:: Data for review

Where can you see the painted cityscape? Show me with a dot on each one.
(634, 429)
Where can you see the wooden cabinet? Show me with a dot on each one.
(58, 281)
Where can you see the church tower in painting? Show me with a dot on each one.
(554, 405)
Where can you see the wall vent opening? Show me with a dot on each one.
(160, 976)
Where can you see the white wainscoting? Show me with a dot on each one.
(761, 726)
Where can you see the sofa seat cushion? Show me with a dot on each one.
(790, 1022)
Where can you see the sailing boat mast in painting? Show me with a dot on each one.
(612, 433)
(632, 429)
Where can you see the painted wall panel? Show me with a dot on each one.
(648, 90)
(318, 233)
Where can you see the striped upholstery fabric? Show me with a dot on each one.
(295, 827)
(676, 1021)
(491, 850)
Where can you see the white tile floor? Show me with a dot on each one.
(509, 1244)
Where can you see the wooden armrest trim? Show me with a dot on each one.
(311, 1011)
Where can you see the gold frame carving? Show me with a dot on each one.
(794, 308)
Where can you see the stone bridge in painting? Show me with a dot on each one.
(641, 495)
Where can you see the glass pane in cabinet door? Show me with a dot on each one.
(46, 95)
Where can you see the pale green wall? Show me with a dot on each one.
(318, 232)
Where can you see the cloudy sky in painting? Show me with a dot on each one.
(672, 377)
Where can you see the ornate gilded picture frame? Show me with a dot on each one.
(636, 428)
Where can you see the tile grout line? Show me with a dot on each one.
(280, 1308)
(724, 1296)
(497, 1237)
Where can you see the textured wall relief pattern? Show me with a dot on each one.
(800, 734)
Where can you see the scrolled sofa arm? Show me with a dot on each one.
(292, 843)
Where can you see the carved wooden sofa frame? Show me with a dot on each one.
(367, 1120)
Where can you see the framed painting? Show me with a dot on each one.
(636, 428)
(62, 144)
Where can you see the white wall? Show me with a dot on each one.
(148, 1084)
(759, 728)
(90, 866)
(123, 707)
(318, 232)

::::

Your answer must be the line holding "Where can you see the tile" plus every later line to the end of the records, copied exactly.

Where can you see the tile grout line? Show me with a dot on each one.
(280, 1308)
(724, 1296)
(497, 1237)
Where can you see the textured wall relief pattern? Show me with a dot on each one.
(800, 734)
Where can you see the scrolled sofa arm? Show me with a dot on each one.
(292, 843)
Where can you see the carved wooden sofa frame? Show me with a dot on each one.
(367, 1120)
Where can you see the framed painting? Show me with a dot on each one.
(636, 428)
(62, 144)
Where can you see the white wall? Show me with a dot on each one.
(148, 1084)
(759, 728)
(90, 866)
(123, 707)
(318, 232)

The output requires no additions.